- _Exercise goal_
Copy out verbatim the stretch of the records below from the line containing "neck. Write your answer below." through the line containing "[254,213,312,265]", and nothing else.

- _Record list_

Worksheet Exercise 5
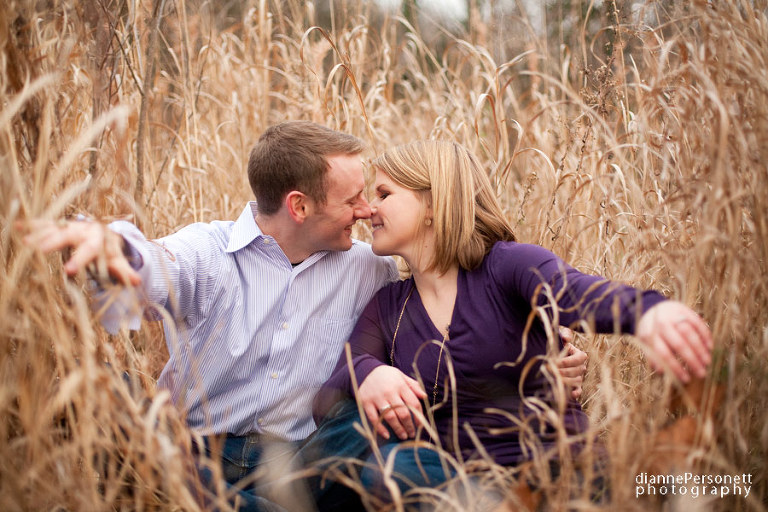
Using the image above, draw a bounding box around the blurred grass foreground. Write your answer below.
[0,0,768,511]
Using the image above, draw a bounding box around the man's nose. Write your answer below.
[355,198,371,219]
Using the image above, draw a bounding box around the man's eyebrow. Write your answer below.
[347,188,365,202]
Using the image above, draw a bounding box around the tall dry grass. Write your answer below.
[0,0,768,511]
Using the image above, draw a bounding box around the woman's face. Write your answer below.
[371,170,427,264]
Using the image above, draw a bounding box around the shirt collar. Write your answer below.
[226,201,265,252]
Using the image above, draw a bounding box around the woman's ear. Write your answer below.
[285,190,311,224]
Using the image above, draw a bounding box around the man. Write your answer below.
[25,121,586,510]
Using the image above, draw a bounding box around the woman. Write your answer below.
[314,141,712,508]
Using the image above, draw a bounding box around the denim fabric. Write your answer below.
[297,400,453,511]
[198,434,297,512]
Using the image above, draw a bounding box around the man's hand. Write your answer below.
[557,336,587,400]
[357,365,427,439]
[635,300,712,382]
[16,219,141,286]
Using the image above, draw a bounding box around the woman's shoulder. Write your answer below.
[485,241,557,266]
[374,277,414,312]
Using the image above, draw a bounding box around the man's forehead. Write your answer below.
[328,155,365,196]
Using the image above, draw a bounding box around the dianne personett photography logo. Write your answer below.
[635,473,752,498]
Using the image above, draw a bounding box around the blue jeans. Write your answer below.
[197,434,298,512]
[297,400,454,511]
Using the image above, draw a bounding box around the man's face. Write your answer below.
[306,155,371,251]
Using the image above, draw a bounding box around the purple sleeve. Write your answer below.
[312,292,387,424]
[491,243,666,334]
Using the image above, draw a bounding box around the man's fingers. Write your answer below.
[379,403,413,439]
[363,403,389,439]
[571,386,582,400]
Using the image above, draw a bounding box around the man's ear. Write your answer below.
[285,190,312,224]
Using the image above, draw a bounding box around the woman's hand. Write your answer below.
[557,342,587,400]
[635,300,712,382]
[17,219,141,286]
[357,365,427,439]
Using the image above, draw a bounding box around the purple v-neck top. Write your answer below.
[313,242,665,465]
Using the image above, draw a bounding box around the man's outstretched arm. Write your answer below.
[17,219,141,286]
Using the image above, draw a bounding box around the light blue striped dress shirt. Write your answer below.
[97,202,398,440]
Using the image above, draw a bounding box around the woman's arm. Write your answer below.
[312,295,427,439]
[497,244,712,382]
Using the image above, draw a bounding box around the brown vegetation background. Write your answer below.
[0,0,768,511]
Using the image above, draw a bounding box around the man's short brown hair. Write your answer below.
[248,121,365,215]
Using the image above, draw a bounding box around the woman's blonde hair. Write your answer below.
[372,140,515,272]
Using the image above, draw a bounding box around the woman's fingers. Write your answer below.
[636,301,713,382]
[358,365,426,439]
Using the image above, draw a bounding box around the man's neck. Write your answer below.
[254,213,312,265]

* * *

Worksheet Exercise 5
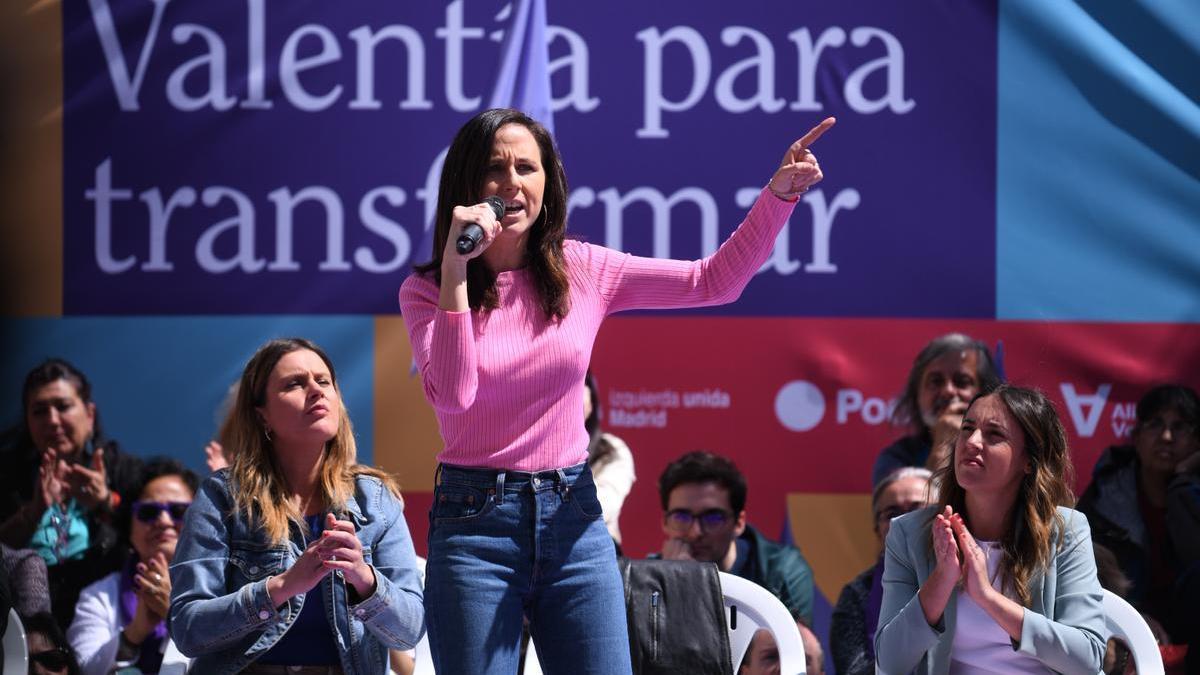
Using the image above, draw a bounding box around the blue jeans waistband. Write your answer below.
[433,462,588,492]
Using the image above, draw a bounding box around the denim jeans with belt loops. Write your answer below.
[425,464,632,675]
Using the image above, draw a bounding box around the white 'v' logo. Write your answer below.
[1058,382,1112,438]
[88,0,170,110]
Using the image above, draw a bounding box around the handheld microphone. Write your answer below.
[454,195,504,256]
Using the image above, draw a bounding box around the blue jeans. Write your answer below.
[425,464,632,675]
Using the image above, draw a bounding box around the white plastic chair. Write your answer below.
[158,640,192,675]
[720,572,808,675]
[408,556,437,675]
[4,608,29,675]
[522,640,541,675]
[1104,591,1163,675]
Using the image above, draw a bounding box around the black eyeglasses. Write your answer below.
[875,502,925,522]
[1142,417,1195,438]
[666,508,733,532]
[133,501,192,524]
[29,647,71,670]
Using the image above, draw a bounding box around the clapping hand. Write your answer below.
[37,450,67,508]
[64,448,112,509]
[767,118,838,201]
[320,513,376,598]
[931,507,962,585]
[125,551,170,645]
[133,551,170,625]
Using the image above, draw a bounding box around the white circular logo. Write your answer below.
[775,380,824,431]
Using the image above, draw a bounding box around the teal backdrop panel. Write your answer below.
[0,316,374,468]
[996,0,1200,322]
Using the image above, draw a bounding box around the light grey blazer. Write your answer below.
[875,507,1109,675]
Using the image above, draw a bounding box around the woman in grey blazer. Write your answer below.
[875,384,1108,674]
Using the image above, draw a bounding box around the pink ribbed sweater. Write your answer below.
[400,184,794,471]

- _Solved exercise_
Using the image above, draw a bounding box around the man's neck. Write your answer below.
[254,213,312,265]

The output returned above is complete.